[Direction]: Edit the material from the line with "Please pick out the white dress" to the line with "Target: white dress", replacing "white dress" with "red dress" and keeping everything else the same.

Dataset rows showing where objects appear:
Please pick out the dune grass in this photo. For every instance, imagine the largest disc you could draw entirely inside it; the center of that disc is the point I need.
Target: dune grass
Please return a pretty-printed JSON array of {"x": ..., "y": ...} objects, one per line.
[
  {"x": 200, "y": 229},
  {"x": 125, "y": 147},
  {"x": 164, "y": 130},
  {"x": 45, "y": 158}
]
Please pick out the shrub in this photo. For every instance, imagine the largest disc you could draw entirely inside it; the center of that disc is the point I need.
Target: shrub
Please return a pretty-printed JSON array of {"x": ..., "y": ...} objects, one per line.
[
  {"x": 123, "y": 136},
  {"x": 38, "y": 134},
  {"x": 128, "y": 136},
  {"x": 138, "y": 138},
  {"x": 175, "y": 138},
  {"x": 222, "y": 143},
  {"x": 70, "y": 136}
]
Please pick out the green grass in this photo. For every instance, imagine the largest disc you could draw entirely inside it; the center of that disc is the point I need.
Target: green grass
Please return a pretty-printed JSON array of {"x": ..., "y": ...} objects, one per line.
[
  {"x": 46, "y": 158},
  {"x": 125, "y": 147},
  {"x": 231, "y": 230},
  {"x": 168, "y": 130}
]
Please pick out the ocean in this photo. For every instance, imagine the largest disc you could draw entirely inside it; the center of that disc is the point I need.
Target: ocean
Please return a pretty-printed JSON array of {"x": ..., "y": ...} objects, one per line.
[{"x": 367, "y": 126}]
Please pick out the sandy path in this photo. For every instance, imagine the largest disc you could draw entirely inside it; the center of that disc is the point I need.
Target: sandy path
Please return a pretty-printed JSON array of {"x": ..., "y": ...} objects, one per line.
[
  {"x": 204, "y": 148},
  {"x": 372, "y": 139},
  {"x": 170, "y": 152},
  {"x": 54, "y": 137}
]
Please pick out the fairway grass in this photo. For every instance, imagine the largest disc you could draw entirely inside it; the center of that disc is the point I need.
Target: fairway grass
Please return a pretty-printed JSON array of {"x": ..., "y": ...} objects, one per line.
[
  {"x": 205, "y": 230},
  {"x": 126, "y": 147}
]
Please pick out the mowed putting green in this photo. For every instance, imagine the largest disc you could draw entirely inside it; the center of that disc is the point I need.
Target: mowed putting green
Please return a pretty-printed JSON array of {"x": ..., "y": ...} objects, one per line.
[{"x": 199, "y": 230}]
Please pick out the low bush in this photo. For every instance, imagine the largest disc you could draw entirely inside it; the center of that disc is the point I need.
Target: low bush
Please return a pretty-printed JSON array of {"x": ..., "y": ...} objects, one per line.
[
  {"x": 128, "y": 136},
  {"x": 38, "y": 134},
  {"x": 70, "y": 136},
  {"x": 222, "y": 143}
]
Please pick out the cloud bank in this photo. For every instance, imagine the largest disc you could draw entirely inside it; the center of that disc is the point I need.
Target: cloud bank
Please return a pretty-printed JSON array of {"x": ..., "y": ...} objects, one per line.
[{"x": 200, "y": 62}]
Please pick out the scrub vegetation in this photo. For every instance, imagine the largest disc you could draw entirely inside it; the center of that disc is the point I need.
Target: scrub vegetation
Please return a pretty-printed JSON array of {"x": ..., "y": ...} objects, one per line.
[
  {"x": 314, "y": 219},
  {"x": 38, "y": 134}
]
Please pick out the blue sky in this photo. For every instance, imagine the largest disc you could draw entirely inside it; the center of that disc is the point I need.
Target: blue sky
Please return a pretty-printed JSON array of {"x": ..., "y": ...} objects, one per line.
--
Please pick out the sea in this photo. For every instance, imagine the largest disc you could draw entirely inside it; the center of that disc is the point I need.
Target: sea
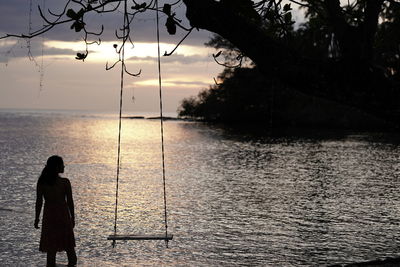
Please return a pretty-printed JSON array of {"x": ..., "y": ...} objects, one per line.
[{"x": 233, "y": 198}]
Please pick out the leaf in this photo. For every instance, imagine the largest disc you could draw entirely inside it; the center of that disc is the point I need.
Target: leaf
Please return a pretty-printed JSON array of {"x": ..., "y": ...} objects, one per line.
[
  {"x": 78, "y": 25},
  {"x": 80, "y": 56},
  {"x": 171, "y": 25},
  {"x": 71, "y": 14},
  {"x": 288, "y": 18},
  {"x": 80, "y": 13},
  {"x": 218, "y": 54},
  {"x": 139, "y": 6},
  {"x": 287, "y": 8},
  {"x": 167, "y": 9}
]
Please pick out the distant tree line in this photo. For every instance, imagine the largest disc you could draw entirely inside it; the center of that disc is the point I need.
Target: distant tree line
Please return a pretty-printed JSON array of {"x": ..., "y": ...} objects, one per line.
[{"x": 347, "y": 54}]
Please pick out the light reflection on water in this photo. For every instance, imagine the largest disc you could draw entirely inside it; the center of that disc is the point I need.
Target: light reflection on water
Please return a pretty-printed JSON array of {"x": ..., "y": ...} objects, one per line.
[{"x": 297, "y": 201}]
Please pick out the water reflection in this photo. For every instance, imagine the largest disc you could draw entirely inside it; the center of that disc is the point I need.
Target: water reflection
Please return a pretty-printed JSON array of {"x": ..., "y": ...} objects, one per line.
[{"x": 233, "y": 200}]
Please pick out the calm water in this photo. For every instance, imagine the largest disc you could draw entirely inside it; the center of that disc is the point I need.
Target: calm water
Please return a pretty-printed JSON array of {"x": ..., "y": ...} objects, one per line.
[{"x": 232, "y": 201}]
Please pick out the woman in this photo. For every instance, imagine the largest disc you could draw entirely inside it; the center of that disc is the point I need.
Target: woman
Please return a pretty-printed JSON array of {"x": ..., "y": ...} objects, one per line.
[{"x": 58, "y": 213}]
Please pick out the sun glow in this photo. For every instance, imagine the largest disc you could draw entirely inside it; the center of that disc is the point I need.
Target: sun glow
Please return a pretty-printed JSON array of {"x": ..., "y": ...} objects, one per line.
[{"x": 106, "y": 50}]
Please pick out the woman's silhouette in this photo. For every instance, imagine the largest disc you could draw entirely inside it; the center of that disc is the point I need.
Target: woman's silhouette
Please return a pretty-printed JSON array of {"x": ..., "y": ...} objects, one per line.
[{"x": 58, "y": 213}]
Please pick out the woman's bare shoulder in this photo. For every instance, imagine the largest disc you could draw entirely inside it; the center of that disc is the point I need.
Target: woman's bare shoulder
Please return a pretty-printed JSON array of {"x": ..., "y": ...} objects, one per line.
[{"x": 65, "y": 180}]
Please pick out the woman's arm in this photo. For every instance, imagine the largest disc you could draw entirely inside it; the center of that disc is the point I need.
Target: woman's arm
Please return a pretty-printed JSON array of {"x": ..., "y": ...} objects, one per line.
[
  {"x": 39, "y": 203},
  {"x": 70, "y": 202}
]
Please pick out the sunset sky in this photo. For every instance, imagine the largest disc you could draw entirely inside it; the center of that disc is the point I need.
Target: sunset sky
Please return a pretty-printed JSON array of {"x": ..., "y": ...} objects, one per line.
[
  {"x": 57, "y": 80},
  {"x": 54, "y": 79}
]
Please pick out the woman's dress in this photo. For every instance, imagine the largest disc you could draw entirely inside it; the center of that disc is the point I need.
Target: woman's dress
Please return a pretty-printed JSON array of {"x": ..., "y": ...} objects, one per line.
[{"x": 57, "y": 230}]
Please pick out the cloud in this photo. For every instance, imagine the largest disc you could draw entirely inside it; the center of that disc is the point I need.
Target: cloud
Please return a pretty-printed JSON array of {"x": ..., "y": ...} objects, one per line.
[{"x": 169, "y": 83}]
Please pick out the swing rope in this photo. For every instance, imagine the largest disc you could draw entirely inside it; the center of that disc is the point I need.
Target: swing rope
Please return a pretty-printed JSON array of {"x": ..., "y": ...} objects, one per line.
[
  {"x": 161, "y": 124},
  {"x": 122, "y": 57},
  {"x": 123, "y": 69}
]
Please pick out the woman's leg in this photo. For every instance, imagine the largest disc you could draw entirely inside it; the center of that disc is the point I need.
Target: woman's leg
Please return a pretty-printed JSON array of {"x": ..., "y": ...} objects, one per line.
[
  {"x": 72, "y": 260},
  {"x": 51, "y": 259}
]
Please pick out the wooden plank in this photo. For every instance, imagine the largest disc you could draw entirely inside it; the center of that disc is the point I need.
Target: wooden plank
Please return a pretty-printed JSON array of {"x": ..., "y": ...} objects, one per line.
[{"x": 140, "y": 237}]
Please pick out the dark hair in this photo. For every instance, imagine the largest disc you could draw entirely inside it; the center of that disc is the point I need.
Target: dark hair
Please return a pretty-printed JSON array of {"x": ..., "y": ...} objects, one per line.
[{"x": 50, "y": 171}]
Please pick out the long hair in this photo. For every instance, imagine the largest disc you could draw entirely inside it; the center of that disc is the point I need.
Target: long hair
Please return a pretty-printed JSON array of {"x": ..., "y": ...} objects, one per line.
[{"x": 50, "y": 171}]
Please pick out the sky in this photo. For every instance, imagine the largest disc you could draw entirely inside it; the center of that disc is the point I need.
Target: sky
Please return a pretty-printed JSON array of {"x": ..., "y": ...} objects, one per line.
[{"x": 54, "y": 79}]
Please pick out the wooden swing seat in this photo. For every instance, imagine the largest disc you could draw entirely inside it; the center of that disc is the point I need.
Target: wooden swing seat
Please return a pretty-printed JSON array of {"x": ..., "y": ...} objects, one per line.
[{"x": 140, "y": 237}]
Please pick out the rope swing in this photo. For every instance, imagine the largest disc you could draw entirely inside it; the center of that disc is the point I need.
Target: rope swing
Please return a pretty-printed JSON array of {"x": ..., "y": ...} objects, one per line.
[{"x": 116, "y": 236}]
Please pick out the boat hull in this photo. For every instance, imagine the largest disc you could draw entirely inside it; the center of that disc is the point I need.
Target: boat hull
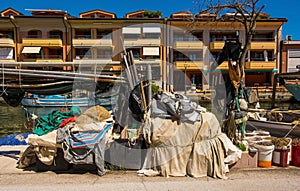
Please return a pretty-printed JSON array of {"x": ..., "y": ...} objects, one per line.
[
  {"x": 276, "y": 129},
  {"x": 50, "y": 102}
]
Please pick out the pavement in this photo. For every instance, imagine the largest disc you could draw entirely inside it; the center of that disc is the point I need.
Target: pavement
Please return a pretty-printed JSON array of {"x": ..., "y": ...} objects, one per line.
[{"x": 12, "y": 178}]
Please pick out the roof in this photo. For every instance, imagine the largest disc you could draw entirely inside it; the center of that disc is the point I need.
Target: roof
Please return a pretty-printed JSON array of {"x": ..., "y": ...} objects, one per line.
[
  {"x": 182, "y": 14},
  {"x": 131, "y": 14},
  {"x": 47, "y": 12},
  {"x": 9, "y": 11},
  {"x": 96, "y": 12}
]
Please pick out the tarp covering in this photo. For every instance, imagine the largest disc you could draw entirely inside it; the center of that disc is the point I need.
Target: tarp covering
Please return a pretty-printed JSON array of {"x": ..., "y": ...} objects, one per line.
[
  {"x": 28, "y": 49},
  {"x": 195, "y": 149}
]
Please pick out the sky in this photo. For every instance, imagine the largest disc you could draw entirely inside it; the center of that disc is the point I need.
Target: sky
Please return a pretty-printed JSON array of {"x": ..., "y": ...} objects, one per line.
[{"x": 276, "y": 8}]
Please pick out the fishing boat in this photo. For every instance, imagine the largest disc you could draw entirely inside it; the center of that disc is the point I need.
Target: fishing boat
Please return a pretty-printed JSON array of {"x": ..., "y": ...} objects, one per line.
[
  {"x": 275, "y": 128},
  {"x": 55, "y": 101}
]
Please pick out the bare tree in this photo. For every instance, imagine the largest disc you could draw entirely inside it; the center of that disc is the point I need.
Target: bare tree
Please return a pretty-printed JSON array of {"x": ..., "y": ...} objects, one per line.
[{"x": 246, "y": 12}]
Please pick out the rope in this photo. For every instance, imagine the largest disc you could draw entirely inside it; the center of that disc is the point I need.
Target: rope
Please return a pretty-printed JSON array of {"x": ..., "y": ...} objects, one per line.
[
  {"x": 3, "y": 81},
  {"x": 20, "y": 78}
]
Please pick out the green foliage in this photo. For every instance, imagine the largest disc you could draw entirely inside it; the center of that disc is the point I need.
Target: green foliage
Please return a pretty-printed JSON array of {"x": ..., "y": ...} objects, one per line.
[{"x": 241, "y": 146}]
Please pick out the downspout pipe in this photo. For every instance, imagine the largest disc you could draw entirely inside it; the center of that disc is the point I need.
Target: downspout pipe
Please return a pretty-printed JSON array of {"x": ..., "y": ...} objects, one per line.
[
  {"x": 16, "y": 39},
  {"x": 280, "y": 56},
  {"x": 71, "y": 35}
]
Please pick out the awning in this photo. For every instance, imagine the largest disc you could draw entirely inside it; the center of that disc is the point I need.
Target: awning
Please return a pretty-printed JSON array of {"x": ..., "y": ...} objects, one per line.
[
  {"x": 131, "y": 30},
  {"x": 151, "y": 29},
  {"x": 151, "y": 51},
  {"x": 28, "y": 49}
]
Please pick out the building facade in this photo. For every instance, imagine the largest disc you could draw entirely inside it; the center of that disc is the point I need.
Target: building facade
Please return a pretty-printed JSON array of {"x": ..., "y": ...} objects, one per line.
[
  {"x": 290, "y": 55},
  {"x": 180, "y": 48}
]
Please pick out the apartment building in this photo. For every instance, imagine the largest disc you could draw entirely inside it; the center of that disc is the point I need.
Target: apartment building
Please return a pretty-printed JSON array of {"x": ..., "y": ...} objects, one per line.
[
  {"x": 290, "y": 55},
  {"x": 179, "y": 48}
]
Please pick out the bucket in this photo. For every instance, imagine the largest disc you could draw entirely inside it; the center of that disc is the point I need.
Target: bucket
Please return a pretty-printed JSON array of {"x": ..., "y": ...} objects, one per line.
==
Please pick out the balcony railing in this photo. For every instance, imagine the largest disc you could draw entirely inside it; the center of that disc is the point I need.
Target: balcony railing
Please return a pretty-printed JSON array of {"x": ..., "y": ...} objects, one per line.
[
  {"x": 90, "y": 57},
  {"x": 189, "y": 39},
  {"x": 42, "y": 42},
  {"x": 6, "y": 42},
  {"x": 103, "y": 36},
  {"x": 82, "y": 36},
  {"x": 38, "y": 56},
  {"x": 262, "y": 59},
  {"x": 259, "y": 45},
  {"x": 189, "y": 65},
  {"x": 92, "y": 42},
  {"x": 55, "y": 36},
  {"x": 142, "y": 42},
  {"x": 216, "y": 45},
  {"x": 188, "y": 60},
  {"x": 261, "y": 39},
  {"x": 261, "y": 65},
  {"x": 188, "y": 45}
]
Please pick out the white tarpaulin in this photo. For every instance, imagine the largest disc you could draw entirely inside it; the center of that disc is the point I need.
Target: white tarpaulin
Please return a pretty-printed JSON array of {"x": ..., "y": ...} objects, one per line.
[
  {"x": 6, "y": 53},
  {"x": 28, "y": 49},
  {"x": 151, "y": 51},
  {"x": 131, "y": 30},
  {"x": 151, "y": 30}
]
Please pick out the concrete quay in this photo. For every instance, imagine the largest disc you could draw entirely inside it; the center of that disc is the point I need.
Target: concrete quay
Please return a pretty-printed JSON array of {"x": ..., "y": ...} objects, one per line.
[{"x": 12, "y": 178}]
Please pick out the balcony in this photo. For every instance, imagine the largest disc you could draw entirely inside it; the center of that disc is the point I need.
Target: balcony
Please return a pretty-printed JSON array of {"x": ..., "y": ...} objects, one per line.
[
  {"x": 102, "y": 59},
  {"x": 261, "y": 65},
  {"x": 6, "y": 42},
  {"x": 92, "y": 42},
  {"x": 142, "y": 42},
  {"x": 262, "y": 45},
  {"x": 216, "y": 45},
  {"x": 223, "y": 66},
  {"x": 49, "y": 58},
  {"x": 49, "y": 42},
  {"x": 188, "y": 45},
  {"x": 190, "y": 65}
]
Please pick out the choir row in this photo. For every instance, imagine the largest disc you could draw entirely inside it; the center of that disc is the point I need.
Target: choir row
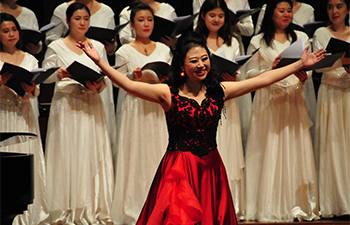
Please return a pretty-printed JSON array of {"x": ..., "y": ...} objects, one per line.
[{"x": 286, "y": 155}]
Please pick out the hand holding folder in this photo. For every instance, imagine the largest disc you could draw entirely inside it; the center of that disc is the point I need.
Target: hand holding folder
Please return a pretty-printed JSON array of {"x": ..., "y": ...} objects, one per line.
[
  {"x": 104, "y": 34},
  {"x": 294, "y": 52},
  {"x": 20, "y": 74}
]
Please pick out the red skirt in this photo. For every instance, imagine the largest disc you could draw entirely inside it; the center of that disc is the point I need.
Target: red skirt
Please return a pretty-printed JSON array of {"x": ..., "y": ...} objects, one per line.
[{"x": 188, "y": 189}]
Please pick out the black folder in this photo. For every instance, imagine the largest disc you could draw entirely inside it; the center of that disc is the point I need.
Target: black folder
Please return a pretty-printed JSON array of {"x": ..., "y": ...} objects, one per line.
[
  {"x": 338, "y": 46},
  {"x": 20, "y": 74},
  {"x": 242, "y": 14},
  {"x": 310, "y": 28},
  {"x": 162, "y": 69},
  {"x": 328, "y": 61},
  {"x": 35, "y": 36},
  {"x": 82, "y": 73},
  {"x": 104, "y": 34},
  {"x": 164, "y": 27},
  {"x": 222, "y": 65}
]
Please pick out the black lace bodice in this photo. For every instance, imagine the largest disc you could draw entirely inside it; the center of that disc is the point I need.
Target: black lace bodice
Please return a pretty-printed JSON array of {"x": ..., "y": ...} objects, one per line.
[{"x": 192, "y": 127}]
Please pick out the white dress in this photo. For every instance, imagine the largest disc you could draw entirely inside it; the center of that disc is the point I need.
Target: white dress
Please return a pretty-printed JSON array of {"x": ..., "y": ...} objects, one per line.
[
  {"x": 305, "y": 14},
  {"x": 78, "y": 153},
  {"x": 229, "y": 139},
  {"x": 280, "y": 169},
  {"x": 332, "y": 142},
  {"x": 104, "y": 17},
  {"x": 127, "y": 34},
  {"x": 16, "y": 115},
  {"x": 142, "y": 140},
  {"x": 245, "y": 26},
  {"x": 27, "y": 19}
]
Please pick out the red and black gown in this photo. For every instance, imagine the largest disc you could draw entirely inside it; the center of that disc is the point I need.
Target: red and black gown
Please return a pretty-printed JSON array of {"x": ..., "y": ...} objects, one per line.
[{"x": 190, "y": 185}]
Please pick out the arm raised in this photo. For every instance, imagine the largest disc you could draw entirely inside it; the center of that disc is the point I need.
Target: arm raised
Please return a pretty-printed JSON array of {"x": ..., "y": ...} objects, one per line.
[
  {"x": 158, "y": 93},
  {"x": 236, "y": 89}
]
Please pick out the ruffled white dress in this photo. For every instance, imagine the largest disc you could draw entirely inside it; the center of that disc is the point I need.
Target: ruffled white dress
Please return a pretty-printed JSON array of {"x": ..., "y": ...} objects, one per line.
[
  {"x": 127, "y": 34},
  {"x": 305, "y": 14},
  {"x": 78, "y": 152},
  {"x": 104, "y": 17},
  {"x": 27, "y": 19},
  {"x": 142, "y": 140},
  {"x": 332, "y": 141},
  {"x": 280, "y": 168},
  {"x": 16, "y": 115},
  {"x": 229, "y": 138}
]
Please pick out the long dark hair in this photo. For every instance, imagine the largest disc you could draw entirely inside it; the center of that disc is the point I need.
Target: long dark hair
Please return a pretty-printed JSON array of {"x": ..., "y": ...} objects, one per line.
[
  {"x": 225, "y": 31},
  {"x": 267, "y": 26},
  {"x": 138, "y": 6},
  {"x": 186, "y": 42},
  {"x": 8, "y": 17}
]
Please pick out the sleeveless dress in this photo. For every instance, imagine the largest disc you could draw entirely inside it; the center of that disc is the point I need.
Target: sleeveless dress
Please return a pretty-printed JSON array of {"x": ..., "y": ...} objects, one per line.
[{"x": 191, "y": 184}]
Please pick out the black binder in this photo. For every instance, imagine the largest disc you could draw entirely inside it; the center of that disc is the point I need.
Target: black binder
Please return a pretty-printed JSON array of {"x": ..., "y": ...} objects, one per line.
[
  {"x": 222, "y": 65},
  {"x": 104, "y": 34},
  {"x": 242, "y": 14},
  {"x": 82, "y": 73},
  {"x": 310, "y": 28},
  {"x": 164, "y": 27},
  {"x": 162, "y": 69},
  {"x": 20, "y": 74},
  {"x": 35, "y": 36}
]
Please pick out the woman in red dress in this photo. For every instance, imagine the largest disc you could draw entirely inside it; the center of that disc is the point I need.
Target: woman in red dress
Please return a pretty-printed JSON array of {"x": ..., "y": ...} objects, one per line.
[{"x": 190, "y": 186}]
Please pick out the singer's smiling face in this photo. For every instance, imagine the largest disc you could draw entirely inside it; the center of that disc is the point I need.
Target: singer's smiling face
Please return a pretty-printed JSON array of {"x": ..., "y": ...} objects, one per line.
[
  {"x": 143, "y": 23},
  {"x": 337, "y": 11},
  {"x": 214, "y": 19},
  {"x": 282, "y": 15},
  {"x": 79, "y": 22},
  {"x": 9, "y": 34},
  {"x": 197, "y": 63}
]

[Task result]:
Please pick out the red dress in this photo. For every instance, imagine the largest disc you could draw entirely inside it; the center of that disc is the point I need.
Target: red dress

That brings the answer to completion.